Extend the passage on the Gaza War between Israel and Hamas, picking up right after its last sentence.
*** Opening Provided passage ***
It’s important to mention the effectiveness of Hamas’s weaponry too. They don’t have a military, navy, or air force. They have rockets, RPGs, and assault rifles. The large majority of those Hamas rockets didn’t land in populated areas. Meanwhile, Israel’s military has been called the most technologically advanced in the world.
That’s resulted in the disproportionate destruction that Gaza experienced. Israeli air strikes shredded Gaza’s infrastructure. They razed entire neighborhoods out of existence. “There are strong indications that these attacks could be disproportionate, and therefore amount to a war crime,” a UN Human Rights Council (UNHRC) investigation later found.
Israel claims they have to target civilian areas because Hamas uses civilians as human shields. But following the war, an Amnesty report couldn’t verify those claims.
Due to Gaza’s density, there isn’t a safe place away from civilians to launch rockets. There aren’t even bomb shelters in Gaza.
Even if Hamas used human shields, Israel’s Dahiya Doctrine would on-purposely crush civilians anyways. The doctrine, named after a prior battle in Lebanon, urges Israel to completely destroy their enemies’ infrastructure, civilian or otherwise. This occurred so often in the Gaza War that the International Criminal Court is currently investigating Israel for war crimes.
This isn’t to say that Hamas acted in good faith. Their rocket attacks resulted in five civilian deaths. Although it’s hard to let that figure puncture when the civilian death toll in Gaza was over one thousand. Over 500 were children. One attack on a residential building resulted in at least 142 families losing three or more members, resulting in 742 deaths.
69 Israeli soldiers died in the conflict, while Hamas soldier deaths were again over one thousand.
In addition, Israel suffered no lasting infrastructure damage. Gaza, on the other hand, suffered over $40 billion worth of damage. How is Gaza supposed to afford that when they also deal with a crushing Israeli-Egyptian blockade that leaves them cut off from the outside world? In addition, they have sewage-contaminated water systems, widespread malnutrition, and a reported 80% of Gazans depending on international aid.
*** Closing Provided passage ***
*** Opening The data ***
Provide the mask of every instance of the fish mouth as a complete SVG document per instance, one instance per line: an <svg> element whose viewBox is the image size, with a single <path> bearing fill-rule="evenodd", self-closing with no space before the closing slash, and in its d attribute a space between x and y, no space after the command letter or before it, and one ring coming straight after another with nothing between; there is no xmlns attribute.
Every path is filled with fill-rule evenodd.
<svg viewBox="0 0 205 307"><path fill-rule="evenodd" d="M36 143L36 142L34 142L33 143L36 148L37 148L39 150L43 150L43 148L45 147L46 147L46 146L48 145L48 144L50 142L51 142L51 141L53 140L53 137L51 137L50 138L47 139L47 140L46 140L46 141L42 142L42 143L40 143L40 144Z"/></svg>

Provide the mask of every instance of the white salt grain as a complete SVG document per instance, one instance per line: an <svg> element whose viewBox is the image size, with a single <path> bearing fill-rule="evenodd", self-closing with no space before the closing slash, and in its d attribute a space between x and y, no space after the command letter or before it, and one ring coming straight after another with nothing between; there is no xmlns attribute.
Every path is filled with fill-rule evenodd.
*** Closing The data ***
*** Opening The data ***
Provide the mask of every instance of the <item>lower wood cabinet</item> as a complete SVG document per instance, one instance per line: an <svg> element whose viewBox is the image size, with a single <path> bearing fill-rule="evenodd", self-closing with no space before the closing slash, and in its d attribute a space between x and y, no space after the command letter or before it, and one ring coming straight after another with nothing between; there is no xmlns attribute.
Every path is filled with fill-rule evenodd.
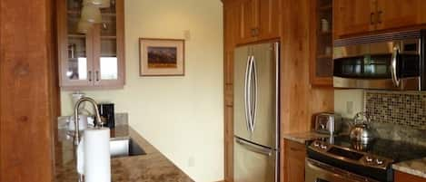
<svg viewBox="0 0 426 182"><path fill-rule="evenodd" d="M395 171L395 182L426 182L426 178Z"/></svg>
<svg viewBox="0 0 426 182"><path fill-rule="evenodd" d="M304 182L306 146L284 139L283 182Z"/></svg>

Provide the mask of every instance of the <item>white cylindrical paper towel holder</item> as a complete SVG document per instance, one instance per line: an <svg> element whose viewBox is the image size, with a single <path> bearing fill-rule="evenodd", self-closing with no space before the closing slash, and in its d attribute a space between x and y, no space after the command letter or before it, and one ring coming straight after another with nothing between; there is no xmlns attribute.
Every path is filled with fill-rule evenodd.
*** Closing The data ***
-- Response for this exercise --
After returning from Israel, I had their propaganda down pat. “Maybe if Hamas didn’t start the fight, Israel wouldn’t punish Gaza’s civilians,” I’d say. Is that ethical in the slightest though? If anything, it sounds psychopathic. There’s only one outcome from punishing innocent people because of what guilty people did. It makes the innocent hate you and makes them empathize with the guilty ones.
It took me a few years to stop believing the hype. Israel’s frequent human rights abuses since then have solidified my position. The cherry on top was finding out that Israel helped create Hamas, much like America did with their number one enemy Iran.
As I write this, violence is escalating in Israel and Gaza. Israel again blames Hamas for firing the first rockets. However, there is clearly Israeli aggression from the start.
First, Israel allowed Jewish settlers to force Palestinians from their homes. “If I don’t steal your home, someone else will. So, what’s the problem?” One settler says on video.
Then, Israel stormed the third-holiest site in Islam during Ramadan. They used stun grenades and caused hundreds of injuries. At the same time, Jewish supremacists littered the streets assaulting Arabs and destroying their property.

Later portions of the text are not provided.